** Exercise brief **
Answer these questions using the report on King-Harbor Hospital below.
(a) What was King-Harbor Hospital formerly called?
(b) What church is Reverend Reginald Pope of?
(c) The hospital's closing came on the eve of which anniversary?

** Source text **
☆ ☆ ☆
August 14, 2007
Community Reflects on Hospital's Legacy
Jordan Davis
For many in South Los Angeles, King-Harbor Hospital (formerly the King-Drew Medical Center) was a symbol of justice and a source of pride. KPCC's Jordan Davis looks at the hospital's legacy.
Jordan Davis: Standing before protestors in yellow "Save King Hospital" T-shirts, Reverend Reginald Pope of Bethel Missionary Baptist Church quoted the black poet Langston Hughes.
Reverend Reginald Pope: He said, "What happens to a dream deferred ..."
Davis: Eighteen hours before, workers had boarded up the red signs that directed patients to the King-Harbor Emergency Room.
Pope: On Friday we got another word that one of our dreams has been deferred. So let us pray ...
Davis: For demonstrators on the hospital's front lawn, there was a cruel irony to the hospital's closing. It came on the eve of the 42nd anniversary of the Watts Riots. Congresswoman Maxine Waters:
Congresswoman Maxine Waters: It was from that rebellion that this hospital was born. There was a McCone Commission report. It talked about the fact that people from these communities had to travel a long distance all the way over to what was known as Big County Hospital in East L.A., and that many people died along the way.
☆ ☆ ☆
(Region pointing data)
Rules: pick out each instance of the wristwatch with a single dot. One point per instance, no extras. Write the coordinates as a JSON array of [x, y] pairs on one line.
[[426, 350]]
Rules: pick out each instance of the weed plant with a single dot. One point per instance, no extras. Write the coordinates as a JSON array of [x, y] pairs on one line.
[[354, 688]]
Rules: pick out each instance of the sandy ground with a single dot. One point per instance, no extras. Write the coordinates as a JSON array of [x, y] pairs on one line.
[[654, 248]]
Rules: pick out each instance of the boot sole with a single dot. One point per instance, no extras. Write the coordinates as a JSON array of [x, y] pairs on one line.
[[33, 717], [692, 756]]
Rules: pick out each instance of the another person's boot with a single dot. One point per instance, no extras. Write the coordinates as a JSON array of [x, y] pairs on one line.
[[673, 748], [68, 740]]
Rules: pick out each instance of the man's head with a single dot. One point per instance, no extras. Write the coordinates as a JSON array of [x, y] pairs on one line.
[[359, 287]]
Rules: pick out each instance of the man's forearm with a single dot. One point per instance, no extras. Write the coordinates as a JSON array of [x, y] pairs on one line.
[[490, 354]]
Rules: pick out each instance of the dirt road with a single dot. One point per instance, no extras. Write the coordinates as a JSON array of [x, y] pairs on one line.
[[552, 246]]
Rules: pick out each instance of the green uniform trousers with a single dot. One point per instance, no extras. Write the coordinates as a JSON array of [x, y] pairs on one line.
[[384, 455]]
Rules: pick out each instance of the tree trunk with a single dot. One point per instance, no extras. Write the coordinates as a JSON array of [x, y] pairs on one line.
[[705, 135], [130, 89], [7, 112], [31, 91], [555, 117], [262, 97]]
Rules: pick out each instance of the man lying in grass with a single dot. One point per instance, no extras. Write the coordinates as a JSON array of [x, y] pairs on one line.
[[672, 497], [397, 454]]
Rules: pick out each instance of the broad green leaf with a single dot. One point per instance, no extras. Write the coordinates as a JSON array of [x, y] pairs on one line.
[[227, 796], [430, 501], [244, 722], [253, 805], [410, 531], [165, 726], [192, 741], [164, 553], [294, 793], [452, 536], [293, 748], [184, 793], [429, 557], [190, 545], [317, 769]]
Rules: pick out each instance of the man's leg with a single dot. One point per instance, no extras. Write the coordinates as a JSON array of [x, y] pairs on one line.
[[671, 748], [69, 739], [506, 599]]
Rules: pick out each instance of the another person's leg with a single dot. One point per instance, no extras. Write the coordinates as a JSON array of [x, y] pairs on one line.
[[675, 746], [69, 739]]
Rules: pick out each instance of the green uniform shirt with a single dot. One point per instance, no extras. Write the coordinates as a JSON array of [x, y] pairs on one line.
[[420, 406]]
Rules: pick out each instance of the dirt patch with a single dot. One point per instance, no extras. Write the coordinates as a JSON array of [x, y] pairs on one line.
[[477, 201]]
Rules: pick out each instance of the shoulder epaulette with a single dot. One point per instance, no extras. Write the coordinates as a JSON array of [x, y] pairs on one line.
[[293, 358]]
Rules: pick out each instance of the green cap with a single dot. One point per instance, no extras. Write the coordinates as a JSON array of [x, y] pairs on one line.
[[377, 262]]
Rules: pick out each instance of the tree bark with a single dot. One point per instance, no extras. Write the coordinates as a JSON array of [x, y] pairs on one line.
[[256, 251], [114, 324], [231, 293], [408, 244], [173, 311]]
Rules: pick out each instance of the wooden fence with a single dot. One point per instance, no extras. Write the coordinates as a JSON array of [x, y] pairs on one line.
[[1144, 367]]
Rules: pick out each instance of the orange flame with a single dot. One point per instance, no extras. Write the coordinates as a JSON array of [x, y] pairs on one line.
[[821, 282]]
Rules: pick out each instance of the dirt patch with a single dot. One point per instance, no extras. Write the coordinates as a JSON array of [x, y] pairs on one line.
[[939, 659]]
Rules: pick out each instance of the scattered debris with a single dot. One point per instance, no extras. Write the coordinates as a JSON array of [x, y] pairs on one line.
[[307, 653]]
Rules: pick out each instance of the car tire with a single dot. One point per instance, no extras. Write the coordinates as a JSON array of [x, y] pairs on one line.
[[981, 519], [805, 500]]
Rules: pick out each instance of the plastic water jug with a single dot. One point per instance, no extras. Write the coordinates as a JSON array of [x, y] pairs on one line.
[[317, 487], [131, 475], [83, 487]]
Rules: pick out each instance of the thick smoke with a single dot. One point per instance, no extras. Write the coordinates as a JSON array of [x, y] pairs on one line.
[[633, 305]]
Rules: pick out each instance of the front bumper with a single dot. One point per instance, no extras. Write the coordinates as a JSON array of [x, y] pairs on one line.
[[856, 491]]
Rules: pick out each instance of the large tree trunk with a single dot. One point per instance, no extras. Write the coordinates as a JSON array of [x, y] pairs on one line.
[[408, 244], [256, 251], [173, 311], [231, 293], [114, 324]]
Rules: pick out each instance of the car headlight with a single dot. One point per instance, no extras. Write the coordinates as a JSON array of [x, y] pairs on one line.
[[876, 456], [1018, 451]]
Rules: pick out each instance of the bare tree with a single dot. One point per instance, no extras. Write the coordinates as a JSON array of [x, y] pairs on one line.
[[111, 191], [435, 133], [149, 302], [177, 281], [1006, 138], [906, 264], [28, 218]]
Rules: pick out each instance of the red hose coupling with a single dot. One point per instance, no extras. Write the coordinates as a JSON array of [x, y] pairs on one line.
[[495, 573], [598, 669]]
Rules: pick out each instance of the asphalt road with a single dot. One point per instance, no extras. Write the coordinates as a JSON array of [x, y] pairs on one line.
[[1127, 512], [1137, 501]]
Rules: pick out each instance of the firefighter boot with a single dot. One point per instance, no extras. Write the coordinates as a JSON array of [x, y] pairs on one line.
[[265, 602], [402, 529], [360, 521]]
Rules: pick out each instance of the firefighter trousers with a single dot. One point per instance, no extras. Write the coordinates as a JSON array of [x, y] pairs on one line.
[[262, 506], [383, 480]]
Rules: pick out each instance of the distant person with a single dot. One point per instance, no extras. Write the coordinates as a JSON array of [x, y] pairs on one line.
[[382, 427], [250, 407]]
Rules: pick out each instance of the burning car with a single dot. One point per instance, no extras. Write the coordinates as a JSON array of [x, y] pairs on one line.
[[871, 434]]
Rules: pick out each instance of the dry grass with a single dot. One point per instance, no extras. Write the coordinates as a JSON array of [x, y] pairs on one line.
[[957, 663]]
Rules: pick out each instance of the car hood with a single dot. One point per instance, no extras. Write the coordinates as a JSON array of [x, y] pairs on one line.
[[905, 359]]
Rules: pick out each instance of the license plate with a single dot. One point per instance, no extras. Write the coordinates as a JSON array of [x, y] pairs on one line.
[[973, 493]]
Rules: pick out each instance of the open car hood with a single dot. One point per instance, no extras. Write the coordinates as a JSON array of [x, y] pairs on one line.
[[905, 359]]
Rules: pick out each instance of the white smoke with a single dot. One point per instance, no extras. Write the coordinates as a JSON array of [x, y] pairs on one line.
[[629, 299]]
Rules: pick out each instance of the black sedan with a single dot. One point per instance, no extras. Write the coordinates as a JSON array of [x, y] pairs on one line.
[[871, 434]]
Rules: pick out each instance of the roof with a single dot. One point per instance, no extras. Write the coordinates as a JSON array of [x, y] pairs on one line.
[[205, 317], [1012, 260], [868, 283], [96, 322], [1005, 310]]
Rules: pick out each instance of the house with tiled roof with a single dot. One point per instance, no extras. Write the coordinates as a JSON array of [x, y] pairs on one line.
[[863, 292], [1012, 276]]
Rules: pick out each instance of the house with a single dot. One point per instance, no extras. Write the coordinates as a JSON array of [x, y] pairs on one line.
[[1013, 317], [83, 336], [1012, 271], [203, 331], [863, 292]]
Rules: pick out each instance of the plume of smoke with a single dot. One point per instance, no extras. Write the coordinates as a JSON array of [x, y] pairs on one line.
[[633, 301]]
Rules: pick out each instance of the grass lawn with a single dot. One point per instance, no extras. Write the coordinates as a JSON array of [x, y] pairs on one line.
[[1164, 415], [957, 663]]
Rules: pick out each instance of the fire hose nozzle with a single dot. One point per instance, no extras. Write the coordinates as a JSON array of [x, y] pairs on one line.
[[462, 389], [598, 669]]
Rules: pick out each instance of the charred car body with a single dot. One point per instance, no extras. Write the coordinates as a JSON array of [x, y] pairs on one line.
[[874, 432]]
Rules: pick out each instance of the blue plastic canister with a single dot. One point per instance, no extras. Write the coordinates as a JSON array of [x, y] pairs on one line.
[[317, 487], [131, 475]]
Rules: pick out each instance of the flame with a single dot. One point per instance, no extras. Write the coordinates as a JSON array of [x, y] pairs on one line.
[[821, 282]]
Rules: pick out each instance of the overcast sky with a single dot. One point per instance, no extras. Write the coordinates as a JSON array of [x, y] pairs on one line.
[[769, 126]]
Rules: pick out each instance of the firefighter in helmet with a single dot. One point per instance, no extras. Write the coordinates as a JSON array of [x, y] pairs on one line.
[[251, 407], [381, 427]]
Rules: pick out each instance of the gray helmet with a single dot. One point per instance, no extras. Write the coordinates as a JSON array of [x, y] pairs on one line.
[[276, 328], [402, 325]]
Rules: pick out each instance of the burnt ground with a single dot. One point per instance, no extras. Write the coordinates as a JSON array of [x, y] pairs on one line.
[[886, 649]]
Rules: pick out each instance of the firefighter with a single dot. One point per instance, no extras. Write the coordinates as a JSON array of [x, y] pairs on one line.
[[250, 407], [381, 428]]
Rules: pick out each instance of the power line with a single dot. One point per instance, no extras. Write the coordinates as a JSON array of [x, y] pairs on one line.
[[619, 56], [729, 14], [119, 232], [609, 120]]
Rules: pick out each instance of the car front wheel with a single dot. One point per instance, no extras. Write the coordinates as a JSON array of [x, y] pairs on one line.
☆ ☆ ☆
** Expected output **
(a) King-Drew Medical Center
(b) Bethel Missionary Baptist Church
(c) The 42nd anniversary of the Watts Riots